--- Written problem ---
In the entries below, copy word for word every line from the line containing "Mark one point on every instance of the calm" through the line containing "pixel 580 864", including both of those lines.

[Position annotation records]

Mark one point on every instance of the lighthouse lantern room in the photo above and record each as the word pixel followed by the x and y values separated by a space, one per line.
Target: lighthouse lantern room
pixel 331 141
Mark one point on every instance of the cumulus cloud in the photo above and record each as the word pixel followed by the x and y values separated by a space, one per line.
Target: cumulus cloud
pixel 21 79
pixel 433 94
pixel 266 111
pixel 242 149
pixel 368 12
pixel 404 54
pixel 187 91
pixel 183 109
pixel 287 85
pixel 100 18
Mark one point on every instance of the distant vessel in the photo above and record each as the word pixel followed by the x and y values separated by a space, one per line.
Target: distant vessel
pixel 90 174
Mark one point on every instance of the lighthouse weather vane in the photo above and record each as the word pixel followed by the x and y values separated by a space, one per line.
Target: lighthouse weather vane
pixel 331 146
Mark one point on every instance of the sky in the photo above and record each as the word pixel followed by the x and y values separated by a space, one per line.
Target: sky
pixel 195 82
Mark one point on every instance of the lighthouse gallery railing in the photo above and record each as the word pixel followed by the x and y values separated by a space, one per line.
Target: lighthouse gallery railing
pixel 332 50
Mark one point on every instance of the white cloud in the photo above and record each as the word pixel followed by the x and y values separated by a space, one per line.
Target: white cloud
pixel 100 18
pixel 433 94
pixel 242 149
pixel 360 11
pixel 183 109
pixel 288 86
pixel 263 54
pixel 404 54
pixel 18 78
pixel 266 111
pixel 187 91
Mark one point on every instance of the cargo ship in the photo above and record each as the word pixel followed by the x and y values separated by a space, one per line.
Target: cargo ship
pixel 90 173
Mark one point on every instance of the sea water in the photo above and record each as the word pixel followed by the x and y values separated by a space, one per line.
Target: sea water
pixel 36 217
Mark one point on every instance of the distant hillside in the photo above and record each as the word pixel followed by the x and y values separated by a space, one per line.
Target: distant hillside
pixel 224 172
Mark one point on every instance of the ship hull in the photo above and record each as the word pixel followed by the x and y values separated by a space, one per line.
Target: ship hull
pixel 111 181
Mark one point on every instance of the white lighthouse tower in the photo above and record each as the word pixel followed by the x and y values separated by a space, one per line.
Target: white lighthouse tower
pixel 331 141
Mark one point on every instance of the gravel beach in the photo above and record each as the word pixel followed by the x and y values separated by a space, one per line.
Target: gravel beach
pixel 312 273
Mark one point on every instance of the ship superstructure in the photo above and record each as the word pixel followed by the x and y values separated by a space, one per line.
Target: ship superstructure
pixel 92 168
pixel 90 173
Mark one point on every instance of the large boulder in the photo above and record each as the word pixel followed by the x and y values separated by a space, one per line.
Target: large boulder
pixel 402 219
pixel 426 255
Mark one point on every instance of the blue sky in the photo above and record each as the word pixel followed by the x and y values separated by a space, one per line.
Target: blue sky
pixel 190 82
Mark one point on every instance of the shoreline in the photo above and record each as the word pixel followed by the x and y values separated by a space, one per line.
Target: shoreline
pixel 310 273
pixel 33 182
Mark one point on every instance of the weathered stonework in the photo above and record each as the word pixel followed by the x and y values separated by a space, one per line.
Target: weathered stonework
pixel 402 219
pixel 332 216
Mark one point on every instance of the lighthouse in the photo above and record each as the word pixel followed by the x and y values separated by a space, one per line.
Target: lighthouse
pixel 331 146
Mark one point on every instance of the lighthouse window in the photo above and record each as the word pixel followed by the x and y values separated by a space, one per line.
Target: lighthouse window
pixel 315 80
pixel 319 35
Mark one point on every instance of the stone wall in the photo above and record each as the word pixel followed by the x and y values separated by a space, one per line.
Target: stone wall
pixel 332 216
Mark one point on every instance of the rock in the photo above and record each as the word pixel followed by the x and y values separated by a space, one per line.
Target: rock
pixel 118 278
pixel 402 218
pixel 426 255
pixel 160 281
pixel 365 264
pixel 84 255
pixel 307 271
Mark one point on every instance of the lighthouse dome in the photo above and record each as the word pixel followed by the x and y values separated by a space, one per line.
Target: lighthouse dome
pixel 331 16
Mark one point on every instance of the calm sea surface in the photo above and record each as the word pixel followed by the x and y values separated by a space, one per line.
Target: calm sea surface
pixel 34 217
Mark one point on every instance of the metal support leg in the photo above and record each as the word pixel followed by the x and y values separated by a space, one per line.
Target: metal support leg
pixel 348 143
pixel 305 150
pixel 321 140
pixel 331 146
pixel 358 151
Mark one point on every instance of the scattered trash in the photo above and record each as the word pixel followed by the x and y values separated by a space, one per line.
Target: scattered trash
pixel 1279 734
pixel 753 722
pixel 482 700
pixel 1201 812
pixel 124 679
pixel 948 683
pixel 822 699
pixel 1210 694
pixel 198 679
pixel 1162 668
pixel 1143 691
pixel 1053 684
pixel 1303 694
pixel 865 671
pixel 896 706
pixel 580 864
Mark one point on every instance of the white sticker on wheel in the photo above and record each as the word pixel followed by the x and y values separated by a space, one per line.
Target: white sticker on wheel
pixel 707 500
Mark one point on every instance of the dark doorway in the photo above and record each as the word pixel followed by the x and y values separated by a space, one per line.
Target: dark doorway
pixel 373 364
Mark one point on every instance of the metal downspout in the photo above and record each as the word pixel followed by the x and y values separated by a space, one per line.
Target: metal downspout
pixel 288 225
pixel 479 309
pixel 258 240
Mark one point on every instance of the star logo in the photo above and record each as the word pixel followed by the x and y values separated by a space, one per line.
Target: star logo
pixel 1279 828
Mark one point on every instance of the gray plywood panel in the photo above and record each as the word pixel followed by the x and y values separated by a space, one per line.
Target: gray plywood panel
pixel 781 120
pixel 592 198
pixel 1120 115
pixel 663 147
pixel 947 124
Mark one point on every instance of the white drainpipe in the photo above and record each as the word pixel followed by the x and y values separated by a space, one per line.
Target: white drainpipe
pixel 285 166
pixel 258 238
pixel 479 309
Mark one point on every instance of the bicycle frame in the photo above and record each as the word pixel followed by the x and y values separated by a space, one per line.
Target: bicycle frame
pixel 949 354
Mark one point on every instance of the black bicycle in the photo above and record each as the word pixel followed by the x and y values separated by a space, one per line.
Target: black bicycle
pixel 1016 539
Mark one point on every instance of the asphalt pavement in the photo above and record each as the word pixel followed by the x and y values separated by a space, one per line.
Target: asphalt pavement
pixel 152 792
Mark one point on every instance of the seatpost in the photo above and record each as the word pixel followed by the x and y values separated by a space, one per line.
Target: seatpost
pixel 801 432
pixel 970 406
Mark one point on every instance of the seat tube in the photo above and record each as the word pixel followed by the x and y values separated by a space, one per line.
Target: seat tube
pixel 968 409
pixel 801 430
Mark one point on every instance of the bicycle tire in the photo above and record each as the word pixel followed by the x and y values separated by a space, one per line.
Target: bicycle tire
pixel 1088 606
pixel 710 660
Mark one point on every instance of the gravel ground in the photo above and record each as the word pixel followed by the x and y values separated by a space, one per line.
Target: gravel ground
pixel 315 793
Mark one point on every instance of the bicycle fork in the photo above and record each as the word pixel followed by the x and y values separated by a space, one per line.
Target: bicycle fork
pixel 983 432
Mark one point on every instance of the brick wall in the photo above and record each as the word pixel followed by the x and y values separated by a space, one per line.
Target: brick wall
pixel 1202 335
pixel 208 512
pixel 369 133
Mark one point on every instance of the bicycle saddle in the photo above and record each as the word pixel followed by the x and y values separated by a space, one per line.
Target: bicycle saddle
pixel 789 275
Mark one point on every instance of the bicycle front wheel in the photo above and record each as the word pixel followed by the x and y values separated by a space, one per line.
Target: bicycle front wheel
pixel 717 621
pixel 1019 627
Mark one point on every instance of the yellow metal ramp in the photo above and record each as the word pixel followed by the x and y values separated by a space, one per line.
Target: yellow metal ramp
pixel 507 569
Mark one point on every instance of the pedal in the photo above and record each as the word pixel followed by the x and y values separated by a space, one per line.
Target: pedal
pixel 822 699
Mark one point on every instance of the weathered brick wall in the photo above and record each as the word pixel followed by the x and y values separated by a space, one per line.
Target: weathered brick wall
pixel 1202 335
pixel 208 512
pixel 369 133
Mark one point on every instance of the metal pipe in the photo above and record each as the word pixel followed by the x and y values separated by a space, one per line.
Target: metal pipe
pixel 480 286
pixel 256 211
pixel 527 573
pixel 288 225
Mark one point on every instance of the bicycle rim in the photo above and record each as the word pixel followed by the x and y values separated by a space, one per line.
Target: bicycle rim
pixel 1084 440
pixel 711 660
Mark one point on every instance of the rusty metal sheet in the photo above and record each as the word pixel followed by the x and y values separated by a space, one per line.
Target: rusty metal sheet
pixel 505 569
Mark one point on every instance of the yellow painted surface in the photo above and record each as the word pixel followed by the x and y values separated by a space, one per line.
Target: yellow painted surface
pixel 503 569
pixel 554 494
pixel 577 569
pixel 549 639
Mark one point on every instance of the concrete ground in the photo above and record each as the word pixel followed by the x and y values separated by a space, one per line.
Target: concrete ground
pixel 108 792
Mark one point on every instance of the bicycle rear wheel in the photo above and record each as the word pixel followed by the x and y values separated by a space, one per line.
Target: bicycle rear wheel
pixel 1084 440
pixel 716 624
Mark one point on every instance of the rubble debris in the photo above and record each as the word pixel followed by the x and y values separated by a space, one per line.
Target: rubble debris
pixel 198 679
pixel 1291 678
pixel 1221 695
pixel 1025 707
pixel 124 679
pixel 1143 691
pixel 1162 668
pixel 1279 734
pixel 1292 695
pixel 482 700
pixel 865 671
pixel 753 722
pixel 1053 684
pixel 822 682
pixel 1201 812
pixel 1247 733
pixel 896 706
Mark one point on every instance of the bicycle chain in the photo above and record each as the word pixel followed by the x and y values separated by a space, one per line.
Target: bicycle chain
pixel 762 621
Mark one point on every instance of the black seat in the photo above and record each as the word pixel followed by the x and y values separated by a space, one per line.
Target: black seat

--- Answer to the exercise ---
Mark one point on every instance of the calm sea surface in the photo above and record each as the word pixel followed by the x and y values separated by a space, one per line.
Target: calm sea surface
pixel 34 217
Mark one point on every instance of the metal support leg in the photo above and record each as the word pixel followed by the x and y values separated by a space, one per line.
Target: metal support leg
pixel 348 143
pixel 305 150
pixel 321 140
pixel 331 146
pixel 358 151
Mark one point on every instance of the scattered trash in the photo above and record each as the word pixel followed by the x and y values separated by a space, one per line.
Target: scattered trash
pixel 1279 734
pixel 753 722
pixel 482 700
pixel 1201 812
pixel 124 679
pixel 948 683
pixel 822 699
pixel 1210 694
pixel 198 679
pixel 1162 668
pixel 1143 691
pixel 1053 684
pixel 1303 694
pixel 865 671
pixel 896 706
pixel 580 864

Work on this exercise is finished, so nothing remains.